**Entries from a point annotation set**
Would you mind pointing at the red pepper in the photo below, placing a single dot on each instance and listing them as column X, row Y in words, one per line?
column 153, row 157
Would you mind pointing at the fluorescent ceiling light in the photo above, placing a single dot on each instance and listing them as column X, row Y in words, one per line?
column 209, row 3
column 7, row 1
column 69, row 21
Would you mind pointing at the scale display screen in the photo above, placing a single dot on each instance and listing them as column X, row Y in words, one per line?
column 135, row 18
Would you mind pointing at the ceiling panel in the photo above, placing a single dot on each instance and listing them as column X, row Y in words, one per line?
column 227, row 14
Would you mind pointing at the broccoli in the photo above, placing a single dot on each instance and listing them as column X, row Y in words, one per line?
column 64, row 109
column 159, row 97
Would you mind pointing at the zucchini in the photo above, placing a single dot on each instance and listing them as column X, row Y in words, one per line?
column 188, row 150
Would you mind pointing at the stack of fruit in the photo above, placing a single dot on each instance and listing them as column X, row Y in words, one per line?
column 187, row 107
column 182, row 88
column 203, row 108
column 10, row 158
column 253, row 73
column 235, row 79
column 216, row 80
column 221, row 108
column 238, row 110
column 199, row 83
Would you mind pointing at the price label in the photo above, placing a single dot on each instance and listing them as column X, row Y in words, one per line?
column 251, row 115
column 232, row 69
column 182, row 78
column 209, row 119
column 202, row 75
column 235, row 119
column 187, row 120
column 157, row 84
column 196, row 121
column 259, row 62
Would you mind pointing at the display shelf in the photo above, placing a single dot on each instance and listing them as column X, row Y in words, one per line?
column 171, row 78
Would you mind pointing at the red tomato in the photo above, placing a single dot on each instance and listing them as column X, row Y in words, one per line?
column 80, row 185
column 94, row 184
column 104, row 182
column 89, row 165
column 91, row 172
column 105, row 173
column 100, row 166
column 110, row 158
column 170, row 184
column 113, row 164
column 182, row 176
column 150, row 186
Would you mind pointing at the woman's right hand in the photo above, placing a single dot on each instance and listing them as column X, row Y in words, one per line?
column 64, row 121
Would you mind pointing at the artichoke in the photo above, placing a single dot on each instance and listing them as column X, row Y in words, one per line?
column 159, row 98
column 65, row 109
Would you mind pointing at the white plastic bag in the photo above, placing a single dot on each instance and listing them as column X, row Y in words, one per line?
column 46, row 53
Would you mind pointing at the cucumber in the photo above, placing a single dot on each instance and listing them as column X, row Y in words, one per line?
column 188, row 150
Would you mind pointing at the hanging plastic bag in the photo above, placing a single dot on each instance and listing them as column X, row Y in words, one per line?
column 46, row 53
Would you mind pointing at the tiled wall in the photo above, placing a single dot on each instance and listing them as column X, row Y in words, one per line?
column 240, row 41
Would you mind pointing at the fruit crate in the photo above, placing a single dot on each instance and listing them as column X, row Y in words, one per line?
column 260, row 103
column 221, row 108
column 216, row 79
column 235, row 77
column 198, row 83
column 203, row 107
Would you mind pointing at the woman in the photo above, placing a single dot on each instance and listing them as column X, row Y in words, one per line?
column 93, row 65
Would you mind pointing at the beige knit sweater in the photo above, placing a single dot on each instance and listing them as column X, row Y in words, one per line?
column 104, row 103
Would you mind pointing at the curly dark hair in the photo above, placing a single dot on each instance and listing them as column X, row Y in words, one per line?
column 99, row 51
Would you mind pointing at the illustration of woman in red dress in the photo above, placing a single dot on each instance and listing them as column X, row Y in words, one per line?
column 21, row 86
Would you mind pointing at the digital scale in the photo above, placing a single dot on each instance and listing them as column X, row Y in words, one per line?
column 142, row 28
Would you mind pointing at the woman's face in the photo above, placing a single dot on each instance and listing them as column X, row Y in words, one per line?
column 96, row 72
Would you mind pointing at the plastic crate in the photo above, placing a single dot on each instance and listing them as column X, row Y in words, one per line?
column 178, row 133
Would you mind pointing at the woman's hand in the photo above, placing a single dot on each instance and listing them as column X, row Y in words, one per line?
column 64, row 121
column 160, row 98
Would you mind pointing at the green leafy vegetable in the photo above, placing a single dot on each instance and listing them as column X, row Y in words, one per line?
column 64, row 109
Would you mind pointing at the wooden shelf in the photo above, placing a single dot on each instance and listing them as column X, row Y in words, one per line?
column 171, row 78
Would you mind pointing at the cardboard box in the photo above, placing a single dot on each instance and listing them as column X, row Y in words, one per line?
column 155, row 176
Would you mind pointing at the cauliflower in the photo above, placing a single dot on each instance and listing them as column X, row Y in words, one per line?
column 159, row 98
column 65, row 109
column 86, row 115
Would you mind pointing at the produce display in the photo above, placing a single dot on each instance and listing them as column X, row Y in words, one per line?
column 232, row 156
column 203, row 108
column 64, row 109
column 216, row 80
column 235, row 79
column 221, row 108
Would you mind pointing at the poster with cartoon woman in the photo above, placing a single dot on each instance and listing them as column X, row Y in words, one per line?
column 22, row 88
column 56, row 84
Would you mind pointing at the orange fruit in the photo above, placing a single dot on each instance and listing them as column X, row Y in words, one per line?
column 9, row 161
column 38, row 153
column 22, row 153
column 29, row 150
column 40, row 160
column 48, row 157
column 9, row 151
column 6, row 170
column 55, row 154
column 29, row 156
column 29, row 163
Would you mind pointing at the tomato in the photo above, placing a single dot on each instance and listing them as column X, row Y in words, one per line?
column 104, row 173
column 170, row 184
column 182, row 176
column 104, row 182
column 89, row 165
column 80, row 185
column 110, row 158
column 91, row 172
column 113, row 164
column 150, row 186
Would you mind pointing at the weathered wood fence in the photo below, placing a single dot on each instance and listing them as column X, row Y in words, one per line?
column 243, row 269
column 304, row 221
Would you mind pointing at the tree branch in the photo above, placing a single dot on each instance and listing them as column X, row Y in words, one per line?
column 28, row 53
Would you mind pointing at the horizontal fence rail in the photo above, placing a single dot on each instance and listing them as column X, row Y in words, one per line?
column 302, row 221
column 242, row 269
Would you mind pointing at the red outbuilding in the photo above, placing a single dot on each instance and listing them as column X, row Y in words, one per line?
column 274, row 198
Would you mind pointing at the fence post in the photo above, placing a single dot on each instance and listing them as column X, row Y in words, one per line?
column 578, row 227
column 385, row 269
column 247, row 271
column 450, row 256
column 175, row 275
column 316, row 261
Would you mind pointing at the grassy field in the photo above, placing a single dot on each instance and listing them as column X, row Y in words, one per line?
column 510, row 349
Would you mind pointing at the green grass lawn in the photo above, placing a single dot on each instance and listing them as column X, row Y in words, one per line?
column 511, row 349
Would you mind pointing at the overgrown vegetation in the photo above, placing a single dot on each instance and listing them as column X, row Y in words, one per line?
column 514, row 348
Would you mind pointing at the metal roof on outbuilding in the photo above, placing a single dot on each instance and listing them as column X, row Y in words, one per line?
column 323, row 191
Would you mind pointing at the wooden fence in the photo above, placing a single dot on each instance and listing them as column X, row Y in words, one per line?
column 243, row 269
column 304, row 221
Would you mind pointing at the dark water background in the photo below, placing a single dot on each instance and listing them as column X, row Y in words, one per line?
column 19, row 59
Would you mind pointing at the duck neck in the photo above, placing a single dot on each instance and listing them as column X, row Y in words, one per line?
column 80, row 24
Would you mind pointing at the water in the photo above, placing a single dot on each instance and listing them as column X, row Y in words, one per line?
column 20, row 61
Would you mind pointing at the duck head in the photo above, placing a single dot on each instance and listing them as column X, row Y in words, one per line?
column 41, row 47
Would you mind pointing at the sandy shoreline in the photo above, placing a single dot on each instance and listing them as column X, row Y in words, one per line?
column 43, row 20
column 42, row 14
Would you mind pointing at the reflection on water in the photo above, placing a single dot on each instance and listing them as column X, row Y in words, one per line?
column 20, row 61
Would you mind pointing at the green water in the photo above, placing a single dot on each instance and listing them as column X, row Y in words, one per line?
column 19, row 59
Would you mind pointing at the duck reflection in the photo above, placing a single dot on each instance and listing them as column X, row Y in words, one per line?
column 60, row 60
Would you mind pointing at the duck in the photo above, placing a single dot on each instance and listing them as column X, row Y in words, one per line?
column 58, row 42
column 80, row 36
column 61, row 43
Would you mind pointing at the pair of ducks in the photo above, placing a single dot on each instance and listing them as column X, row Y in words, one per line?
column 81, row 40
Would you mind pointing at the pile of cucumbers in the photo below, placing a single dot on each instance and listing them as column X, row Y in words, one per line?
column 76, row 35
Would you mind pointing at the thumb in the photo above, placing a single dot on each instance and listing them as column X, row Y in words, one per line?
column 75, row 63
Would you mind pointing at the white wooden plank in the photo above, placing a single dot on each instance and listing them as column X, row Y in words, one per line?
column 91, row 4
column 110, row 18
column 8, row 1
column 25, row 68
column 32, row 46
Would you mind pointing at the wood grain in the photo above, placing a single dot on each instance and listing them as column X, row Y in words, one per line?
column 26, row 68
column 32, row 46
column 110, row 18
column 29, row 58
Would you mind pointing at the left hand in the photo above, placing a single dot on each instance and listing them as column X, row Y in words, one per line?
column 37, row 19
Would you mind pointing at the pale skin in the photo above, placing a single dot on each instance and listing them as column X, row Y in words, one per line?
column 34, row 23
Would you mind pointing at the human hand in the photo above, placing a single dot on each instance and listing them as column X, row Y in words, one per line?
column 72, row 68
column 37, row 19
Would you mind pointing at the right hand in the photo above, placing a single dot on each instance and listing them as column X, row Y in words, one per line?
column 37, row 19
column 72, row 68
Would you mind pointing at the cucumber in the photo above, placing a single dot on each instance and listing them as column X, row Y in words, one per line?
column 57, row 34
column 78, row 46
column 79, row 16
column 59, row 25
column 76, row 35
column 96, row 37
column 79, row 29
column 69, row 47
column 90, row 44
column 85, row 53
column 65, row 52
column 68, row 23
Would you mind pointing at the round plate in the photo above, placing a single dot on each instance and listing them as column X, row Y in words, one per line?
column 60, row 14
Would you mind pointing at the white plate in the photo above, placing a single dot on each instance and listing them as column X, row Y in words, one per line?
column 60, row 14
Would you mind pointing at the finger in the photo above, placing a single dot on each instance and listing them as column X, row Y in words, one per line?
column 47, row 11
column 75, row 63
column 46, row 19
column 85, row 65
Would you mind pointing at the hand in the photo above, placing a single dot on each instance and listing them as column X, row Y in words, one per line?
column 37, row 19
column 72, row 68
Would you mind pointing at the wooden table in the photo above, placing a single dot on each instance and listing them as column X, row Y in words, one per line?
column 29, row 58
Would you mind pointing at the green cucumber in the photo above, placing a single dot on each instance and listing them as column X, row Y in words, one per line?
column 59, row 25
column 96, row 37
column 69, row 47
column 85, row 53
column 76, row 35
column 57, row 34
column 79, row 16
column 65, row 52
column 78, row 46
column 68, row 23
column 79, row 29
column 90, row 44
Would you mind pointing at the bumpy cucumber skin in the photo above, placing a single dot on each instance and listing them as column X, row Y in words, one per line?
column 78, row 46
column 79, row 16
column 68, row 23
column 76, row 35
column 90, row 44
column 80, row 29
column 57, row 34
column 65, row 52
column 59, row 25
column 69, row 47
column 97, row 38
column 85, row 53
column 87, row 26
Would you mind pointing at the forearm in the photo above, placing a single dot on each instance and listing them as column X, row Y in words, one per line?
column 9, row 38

**AIM**
Render everything from the line containing "Would you mind pointing at the cauliflower" down to the line containing "column 28, row 53" as a numbered list, dropping any blank lines.

**RESPONSE TO THIS EXERCISE**
1. Would you mind pointing at the cauliflower in the photo above, placing a single dot on each instance and listing them as column X, row Y in words, one per line?
2. column 159, row 98
3. column 65, row 109
4. column 86, row 115
5. Would you mind pointing at the produce display in the photo above, placing a single dot on each instance and listing them as column X, row Y in words, one per line?
6. column 232, row 156
7. column 203, row 108
8. column 64, row 109
9. column 216, row 80
10. column 235, row 79
11. column 221, row 108
12. Would you mind pointing at the poster with cartoon woman in the photo above, placing a single dot on each instance and listing them as column X, row Y in words, one per line?
13. column 22, row 88
14. column 56, row 84
15. Would you mind pointing at the orange fruit in the photo above, placing a single dot on each instance and listing them as column X, row Y in words, one per line?
16. column 9, row 161
17. column 38, row 153
18. column 22, row 153
19. column 29, row 150
20. column 40, row 160
21. column 48, row 157
22. column 9, row 151
23. column 6, row 170
24. column 55, row 154
25. column 29, row 156
26. column 29, row 163
27. Would you mind pointing at the tomato in the photo above, placing a single dot on each instance and listing them as column X, row Y in words, one per line?
28. column 104, row 173
29. column 170, row 184
30. column 182, row 176
31. column 104, row 182
32. column 89, row 165
33. column 80, row 185
34. column 110, row 158
35. column 91, row 172
36. column 113, row 164
37. column 150, row 186
38. Would you mind pointing at the weathered wood fence in the photo below, placing a single dot on each instance and listing them as column X, row Y in words, one per line?
39. column 243, row 269
40. column 304, row 221
41. Would you mind pointing at the tree branch in the photo above, placing a single dot on each instance and listing them as column X, row Y in words, one per line?
42. column 28, row 53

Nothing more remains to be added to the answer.